**TASK DIRECTIONS**
From the listing below, reproduce word for word the part that opens with the line containing "# point at: earphone" and closes with the line containing "x=117, y=31"; reproduce nothing else.
(Beginning of DATA RECORDS)
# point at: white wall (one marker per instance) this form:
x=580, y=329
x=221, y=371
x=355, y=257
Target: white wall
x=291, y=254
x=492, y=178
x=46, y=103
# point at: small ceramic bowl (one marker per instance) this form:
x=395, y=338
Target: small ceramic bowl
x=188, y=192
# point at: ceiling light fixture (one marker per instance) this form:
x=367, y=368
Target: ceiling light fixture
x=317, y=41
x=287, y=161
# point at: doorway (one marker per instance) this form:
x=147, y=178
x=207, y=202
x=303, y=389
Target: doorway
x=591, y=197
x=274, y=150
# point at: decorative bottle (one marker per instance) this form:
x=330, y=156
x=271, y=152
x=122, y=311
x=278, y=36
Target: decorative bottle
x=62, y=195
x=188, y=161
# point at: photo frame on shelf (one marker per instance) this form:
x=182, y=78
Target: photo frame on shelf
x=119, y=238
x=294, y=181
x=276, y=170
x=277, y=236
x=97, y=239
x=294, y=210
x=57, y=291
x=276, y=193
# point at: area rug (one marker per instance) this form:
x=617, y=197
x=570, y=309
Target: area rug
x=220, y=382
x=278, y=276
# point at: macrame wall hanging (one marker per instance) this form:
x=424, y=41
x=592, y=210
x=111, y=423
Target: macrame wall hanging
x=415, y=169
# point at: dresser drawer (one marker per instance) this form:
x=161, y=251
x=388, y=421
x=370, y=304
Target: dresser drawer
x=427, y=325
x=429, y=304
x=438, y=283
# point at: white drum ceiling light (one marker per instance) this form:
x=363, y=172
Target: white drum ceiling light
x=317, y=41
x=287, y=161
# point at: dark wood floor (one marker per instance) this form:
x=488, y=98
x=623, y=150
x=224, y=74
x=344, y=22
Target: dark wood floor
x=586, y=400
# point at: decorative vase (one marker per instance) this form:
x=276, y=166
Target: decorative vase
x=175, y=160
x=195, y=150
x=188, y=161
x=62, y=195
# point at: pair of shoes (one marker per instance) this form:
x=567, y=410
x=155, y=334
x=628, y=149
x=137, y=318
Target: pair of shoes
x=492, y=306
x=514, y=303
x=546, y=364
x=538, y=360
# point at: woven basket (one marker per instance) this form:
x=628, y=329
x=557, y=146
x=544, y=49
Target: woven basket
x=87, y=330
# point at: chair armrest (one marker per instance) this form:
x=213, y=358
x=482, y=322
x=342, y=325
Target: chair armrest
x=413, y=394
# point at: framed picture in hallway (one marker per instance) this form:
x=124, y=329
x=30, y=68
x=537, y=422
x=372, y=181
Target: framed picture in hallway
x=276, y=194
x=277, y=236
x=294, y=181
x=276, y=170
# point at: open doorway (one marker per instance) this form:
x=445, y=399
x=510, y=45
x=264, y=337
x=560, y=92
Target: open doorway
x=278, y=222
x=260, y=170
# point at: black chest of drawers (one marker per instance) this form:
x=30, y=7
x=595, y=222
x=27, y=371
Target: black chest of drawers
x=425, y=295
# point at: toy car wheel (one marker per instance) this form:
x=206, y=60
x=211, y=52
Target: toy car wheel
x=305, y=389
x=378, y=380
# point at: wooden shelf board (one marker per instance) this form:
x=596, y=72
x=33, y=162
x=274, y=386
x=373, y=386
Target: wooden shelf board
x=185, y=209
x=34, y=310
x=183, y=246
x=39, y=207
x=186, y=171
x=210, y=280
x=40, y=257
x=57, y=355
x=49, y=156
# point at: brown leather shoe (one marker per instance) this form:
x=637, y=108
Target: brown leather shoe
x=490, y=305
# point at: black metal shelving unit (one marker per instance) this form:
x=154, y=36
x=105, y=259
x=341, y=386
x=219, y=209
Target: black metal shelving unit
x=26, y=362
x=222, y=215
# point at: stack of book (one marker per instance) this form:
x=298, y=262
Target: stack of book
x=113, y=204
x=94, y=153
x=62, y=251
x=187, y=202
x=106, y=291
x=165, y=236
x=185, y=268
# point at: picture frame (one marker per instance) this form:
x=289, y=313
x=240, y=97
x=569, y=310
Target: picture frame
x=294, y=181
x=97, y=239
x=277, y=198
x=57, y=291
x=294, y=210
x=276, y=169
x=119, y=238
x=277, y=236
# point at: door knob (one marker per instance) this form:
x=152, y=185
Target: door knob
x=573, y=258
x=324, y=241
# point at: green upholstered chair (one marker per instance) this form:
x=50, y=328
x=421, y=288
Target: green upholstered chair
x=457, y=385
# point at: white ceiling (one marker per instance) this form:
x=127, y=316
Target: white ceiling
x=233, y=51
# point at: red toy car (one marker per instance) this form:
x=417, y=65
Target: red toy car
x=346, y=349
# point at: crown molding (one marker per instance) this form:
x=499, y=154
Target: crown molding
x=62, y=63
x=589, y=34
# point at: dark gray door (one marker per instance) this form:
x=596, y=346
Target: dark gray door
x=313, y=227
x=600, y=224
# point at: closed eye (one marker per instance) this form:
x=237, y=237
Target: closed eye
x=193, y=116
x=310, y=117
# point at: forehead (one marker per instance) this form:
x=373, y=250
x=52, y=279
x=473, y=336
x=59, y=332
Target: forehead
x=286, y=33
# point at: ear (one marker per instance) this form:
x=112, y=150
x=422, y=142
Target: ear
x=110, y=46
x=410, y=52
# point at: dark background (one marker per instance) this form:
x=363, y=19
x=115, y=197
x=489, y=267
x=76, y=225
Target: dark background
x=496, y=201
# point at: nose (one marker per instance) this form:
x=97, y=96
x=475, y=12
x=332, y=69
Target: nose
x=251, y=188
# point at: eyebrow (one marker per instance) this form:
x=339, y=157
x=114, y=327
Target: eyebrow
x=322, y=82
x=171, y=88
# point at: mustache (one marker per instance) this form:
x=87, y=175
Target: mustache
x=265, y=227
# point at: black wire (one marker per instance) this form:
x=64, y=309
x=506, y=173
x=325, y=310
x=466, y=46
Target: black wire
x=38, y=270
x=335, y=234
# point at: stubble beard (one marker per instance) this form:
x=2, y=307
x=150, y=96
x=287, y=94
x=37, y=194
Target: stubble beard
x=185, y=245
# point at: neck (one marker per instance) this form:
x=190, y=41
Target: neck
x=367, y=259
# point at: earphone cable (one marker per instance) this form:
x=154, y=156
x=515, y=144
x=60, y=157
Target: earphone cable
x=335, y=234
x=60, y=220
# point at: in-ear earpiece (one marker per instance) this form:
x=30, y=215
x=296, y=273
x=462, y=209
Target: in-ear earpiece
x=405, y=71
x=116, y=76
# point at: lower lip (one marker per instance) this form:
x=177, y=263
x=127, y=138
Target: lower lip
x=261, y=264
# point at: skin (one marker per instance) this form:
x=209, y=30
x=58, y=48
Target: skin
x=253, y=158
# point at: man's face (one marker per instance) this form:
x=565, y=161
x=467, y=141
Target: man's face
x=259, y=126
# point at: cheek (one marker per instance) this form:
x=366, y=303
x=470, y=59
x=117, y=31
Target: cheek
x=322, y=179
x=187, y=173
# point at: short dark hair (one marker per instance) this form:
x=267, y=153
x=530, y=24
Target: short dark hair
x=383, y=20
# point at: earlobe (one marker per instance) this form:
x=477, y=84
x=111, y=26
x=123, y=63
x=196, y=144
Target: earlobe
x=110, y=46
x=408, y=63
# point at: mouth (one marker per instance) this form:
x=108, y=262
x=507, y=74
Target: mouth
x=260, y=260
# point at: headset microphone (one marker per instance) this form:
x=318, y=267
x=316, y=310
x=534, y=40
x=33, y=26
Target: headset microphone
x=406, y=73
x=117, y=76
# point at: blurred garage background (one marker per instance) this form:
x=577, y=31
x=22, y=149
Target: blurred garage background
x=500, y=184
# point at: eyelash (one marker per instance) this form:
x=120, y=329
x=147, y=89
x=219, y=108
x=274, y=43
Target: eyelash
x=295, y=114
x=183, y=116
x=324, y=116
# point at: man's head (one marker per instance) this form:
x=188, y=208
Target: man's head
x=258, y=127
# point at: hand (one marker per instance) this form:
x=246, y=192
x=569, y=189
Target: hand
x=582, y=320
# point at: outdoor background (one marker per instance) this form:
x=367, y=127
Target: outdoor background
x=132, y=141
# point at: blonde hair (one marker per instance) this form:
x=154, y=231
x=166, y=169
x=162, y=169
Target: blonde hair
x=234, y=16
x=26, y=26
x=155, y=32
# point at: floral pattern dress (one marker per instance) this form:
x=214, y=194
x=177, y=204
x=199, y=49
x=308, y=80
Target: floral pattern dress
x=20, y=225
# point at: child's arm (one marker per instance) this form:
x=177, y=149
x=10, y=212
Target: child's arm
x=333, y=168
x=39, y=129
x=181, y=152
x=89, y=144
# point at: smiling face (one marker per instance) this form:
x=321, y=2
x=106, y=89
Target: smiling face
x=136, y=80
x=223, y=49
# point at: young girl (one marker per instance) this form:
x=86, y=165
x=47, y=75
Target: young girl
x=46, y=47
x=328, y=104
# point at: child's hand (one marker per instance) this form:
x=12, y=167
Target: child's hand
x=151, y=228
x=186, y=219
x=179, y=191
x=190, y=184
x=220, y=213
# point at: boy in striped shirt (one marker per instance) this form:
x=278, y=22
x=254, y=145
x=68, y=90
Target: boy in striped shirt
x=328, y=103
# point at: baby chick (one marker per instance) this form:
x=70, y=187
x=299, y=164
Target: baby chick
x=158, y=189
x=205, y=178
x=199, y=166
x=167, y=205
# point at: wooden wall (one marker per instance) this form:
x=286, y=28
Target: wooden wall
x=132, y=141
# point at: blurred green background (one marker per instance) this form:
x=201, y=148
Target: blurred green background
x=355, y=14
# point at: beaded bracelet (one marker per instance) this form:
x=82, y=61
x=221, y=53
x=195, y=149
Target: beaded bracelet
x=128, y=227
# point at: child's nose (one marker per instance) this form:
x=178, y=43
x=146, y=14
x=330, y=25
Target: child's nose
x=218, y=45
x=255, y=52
(End of DATA RECORDS)
**YOUR SOLUTION**
# point at: earphone cable (one marker per instance) this form:
x=154, y=156
x=515, y=144
x=60, y=157
Target: earphone cable
x=335, y=234
x=60, y=220
# point at: in-ear earpiece (one marker per instance) this form:
x=30, y=215
x=296, y=273
x=462, y=209
Target: in-ear earpiece
x=405, y=71
x=116, y=76
# point at: lower lip (one marker per instance) this form:
x=177, y=263
x=127, y=138
Target: lower lip
x=261, y=264
# point at: skin (one marker per instance) this form:
x=209, y=30
x=58, y=48
Target: skin
x=253, y=158
# point at: man's face (one marker per instance) this form:
x=565, y=161
x=467, y=141
Target: man's face
x=259, y=126
# point at: cheek (one marker per instance) this form:
x=366, y=303
x=470, y=59
x=117, y=31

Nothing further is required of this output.